Written instruction |
Repeat the whole listing exactly as written.

Input data |
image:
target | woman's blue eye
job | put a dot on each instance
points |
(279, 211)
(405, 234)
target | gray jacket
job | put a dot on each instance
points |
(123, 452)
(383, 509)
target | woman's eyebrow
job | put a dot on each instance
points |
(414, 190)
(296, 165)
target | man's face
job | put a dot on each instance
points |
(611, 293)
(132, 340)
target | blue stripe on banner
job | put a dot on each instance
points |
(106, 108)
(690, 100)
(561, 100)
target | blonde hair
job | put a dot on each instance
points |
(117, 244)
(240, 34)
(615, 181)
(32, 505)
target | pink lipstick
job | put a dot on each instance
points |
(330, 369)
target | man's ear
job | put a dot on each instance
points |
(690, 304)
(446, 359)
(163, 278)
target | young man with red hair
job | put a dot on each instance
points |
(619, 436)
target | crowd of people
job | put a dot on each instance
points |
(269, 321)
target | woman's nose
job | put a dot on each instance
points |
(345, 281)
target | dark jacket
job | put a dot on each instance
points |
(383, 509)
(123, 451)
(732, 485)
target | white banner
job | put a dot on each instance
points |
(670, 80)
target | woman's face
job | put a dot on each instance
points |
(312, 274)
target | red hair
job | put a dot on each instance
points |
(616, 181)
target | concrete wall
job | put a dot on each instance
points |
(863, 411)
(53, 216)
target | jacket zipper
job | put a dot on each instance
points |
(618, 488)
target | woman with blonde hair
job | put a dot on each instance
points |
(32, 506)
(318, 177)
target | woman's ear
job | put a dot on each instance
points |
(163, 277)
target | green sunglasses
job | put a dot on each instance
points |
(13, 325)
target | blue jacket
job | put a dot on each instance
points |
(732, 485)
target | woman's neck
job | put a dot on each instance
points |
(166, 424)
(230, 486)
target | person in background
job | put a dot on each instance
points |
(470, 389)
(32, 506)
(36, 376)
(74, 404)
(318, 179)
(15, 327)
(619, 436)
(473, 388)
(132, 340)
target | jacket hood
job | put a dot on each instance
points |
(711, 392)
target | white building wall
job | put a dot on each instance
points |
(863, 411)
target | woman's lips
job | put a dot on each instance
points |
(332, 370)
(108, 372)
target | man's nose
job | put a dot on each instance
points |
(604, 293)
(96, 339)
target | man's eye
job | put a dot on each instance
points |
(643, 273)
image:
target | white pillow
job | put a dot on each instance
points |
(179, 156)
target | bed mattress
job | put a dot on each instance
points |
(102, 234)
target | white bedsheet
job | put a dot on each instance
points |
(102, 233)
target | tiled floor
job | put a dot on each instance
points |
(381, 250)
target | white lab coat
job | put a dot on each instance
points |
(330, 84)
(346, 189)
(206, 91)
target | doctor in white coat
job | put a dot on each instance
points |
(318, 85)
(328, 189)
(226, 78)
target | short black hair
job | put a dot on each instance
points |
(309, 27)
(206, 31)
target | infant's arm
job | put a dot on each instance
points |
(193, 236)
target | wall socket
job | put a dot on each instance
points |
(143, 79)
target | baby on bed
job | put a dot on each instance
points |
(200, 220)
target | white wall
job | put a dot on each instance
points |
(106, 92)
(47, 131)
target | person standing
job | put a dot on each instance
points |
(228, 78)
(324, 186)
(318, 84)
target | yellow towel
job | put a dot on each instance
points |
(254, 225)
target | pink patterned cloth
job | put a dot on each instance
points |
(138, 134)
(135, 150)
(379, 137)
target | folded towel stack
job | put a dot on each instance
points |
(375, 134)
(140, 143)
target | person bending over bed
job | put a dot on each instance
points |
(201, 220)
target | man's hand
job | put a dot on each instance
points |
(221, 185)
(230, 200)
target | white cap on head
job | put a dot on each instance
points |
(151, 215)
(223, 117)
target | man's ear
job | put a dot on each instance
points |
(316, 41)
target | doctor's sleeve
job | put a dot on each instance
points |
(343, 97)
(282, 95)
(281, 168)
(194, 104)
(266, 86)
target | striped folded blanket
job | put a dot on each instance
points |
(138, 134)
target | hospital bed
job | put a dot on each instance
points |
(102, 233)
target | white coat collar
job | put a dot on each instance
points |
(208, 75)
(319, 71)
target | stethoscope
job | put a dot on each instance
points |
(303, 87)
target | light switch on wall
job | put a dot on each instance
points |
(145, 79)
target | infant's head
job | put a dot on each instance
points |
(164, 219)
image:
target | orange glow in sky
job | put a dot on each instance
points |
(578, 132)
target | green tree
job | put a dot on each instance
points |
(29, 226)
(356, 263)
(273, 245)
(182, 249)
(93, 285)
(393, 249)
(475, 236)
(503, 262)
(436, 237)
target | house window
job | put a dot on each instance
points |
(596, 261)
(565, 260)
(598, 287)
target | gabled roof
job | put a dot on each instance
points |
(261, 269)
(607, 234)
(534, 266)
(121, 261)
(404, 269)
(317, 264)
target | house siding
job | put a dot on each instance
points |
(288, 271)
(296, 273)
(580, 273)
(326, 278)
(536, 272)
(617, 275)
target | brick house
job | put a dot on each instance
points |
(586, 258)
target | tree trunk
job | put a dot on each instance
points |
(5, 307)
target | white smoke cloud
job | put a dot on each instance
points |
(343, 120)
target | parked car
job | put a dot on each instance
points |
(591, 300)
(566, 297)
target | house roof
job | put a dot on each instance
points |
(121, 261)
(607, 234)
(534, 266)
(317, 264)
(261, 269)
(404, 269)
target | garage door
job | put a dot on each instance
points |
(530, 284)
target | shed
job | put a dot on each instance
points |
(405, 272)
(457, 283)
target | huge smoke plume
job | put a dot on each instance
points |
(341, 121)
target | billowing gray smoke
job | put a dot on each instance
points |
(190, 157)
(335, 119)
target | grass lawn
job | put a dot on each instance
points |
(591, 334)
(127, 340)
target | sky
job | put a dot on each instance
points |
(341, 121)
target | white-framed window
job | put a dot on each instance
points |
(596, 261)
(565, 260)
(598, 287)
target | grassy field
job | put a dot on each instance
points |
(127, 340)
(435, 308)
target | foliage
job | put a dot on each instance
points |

Exercise answer |
image:
target | woman's blue eye
job | put a dot on each instance
points |
(279, 211)
(405, 234)
target | gray jacket
job | put a dot on each instance
points |
(123, 452)
(383, 509)
target | woman's eyebrow
job | put a dot on each instance
points |
(414, 190)
(296, 165)
target | man's face
job | put a dot on each instance
points |
(611, 293)
(132, 340)
target | blue stripe on banner
job | put a dot on each instance
points |
(106, 108)
(690, 100)
(561, 100)
target | blonde hair
job | put a dot on each instance
points |
(117, 244)
(240, 34)
(615, 181)
(32, 505)
target | pink lipstick
job | put a dot on each instance
points |
(330, 369)
target | man's ear
job | put a dot on each instance
points |
(690, 304)
(446, 359)
(163, 278)
target | young man with red hair
job | put a dot on each instance
points |
(619, 436)
target | crowd of people
job | put a dot on each instance
points |
(269, 321)
target | woman's nose
job | put a dot on each instance
points |
(345, 281)
target | dark jacket
job | put a dot on each instance
points |
(383, 509)
(123, 451)
(732, 485)
target | white banner
job | put a dot on each instance
points |
(670, 80)
target | woman's face
job | put a dot on each instance
points |
(312, 274)
target | red hair
job | put a dot on each instance
points |
(616, 181)
target | concrete wall
job | put a dot on each instance
points |
(863, 411)
(53, 216)
target | jacket zipper
job | put a dot on each instance
points |
(618, 488)
target | woman with blonde hair
job | put a dot on each instance
points |
(32, 506)
(318, 177)
target | woman's ear
job | put a dot on each instance
points |
(163, 277)
target | green sunglasses
job | put a dot on each instance
points |
(13, 325)
target | blue jacket
job | put a dot on each instance
points |
(732, 485)
target | woman's neck
job | put a dot on each instance
points |
(166, 424)
(230, 486)
target | person in background
job | put a dot on each instance
points |
(470, 389)
(32, 506)
(36, 376)
(74, 404)
(318, 179)
(15, 327)
(619, 436)
(473, 388)
(132, 340)
target | jacket hood
job | put a dot on each instance
points |
(711, 392)
target | white building wall
job | put a dot on each instance
points |
(863, 411)
target | woman's lips
job | put a dot on each instance
points |
(332, 370)
(108, 372)
target | man's nose
job | put a dot on each instance
points |
(604, 293)
(96, 339)
target | man's eye
job | put a dot on each instance
points |
(643, 273)
image:
target | white pillow
job | put a dot on each instance
points |
(179, 156)
target | bed mattress
job | put a dot on each instance
points |
(102, 234)
target | white bedsheet
job | put a dot on each instance
points |
(102, 233)
target | tiled floor
job | put a dot on each instance
points |
(381, 250)
target | white lab coat
job | put a dot on each instance
points |
(330, 84)
(346, 189)
(206, 91)
target | doctor in white coat
job | put a dot on each instance
points |
(318, 85)
(328, 189)
(226, 78)
target | short black hair
job | put a dot on each instance
points |
(309, 27)
(206, 31)
target | infant's arm
job | put a dot on each instance
points |
(193, 236)
target | wall socket
job | put a dot on each instance
points |
(143, 79)
target | baby on bed
job | put a dot on each instance
points |
(200, 220)
target | white wall
job | put a dot on each instance
points |
(106, 92)
(47, 131)
target | person standing
job | put a dot on each instance
points |
(228, 78)
(324, 186)
(318, 84)
target | yellow towel
job | put a dot on each instance
points |
(254, 225)
target | pink patterned cloth
job | put a dot on each instance
points |
(138, 134)
(135, 150)
(379, 137)
target | folded towel stack
job | put a dot on each instance
points |
(375, 134)
(140, 143)
target | person bending over bed
job | put a dot on each instance
points |
(201, 220)
target | man's hand
job | put a dot on each instance
points |
(221, 185)
(230, 200)
target | white cap on head
job | put a dot on each instance
points |
(151, 215)
(223, 117)
target | man's ear
job | put a dot on each instance
points |
(316, 41)
target | doctor's sleeve
job | put a dot on each instance
points |
(343, 97)
(282, 95)
(281, 168)
(194, 104)
(266, 86)
target | striped folded blanket
job | put a dot on each instance
points |
(138, 134)
target | hospital bed
job | put a dot on each instance
points |
(102, 233)
target | white coat collar
job | put a dot on each instance
points |
(208, 75)
(319, 71)
target | stethoscope
job | put a dot on each instance
points |
(303, 87)
target | light switch on wall
job | put a dot on each instance
points |
(145, 79)
target | infant's head
job | put a dot on each instance
points |
(164, 219)
image:
target | orange glow in sky
job | put a dot on each instance
points |
(578, 132)
target | green tree
job | put a dot on each instance
points |
(29, 226)
(356, 263)
(273, 245)
(182, 249)
(93, 285)
(393, 249)
(475, 236)
(503, 262)
(436, 237)
target | house window
job | put a dot on each instance
points |
(596, 261)
(565, 260)
(598, 287)
target | gabled roof
job | put a dot on each instance
points |
(261, 269)
(607, 234)
(534, 266)
(121, 261)
(404, 269)
(317, 264)
target | house siding
job | put a dot on each instance
points |
(288, 271)
(296, 273)
(580, 273)
(326, 278)
(536, 272)
(617, 275)
target | brick house
job | put a dot on each instance
points |
(586, 258)
target | tree trunk
job | put a dot on each instance
points |
(5, 307)
target | white smoke cloud
job | put a dot on each instance
points |
(343, 120)
target | parked car
job | put a dot on each instance
points |
(591, 300)
(566, 297)
target | house roof
job | put a dot on each instance
points |
(121, 261)
(607, 234)
(534, 266)
(317, 264)
(261, 269)
(404, 269)
target | garage door
job | put a dot on each instance
points |
(530, 284)
target | shed
job | put a dot on each instance
points |
(405, 272)
(457, 283)
target | huge smoke plume
job | put a dot on each instance
points |
(341, 121)
target | billowing gray smoke
job | put a dot on each instance
points |
(190, 157)
(335, 119)
target | grass lawn
job | put a dot on each instance
points |
(591, 334)
(127, 340)
target | sky
job | put a dot on each instance
points |
(341, 121)
target | white-framed window
job | put a dot on each instance
points |
(596, 261)
(565, 260)
(598, 287)
target | grassy field
job | put a dot on each instance
points |
(127, 340)
(435, 308)
target | foliage
job | put a dot on each instance
points |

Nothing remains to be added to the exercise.